— BEGIN TASK DATA —

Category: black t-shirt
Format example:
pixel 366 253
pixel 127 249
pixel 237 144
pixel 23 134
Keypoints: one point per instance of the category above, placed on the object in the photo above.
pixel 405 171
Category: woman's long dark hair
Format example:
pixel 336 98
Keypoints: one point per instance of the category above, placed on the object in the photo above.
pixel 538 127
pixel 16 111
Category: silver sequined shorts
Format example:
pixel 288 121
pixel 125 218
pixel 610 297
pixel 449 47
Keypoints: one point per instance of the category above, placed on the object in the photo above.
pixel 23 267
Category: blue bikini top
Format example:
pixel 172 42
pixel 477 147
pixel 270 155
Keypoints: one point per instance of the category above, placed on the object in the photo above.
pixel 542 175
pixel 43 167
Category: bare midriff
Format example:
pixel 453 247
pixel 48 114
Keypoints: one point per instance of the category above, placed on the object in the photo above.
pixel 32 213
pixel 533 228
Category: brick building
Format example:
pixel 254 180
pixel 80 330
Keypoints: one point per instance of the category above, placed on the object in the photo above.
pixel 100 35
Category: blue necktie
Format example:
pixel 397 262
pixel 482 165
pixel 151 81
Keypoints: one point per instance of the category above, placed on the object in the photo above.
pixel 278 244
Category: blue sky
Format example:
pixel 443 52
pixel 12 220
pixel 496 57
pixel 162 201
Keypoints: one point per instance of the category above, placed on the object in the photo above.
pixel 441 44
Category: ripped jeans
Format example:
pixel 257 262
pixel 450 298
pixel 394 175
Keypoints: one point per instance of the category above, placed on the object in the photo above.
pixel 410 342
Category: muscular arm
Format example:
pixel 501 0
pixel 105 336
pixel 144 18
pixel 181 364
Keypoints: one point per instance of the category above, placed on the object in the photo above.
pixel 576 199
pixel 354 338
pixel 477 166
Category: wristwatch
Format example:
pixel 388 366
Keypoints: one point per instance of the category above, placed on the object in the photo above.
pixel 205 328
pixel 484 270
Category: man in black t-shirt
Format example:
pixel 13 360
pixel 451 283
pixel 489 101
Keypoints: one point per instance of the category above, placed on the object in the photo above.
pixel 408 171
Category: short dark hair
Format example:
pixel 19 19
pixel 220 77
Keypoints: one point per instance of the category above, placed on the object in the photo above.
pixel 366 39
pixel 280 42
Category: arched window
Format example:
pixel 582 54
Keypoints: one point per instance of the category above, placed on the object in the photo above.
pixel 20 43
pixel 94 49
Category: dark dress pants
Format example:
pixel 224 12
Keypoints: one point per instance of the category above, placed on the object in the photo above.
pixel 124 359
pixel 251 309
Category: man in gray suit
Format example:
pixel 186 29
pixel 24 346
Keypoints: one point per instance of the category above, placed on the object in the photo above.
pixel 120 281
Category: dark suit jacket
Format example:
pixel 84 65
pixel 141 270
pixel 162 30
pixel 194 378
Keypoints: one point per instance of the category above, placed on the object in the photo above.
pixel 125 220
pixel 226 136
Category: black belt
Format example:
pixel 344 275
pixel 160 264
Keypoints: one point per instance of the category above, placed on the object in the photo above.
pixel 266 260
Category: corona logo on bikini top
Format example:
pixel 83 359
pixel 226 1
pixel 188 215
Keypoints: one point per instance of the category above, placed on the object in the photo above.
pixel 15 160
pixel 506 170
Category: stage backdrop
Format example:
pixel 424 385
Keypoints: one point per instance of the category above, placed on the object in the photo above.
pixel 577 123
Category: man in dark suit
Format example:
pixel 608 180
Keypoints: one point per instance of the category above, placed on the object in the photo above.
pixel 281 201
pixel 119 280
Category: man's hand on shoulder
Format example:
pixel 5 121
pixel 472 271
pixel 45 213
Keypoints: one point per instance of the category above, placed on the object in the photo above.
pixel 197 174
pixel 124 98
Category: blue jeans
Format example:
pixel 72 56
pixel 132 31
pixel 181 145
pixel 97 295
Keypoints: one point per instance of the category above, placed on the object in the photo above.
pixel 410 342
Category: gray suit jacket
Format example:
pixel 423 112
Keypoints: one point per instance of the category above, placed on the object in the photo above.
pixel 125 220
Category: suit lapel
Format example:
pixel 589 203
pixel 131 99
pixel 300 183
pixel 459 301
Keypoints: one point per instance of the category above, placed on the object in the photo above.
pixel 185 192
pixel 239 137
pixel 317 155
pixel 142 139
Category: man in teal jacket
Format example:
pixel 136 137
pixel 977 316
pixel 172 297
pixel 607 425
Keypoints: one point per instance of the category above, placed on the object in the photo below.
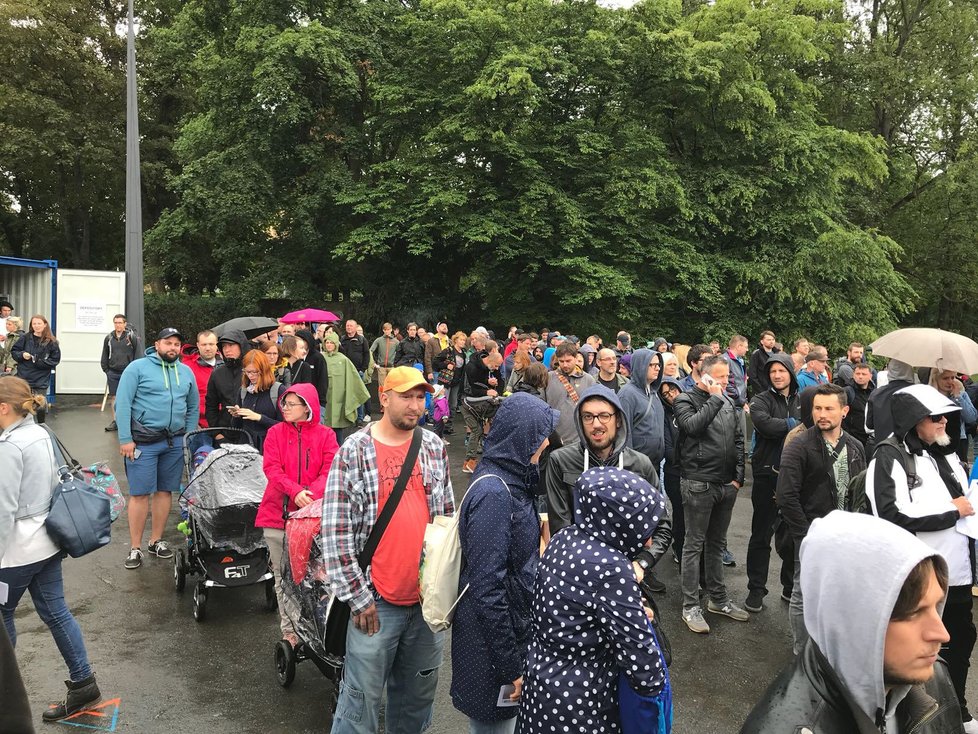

— END TASK DATA —

PROBLEM REQUIREMENTS: Write out, exactly as they appear, the lines running from the start of the data through the line that contains "pixel 16 111".

OUTPUT OF THE EXERCISE:
Category: black t-shirt
Format example:
pixel 366 253
pixel 127 249
pixel 237 144
pixel 23 134
Keypoints: one point per instance of the category above, placed on the object in the photo above.
pixel 405 171
Category: woman's long dark hair
Format example:
pixel 336 98
Keypoints: one point per instance of the category above, placed on the object in the photo above.
pixel 538 127
pixel 16 111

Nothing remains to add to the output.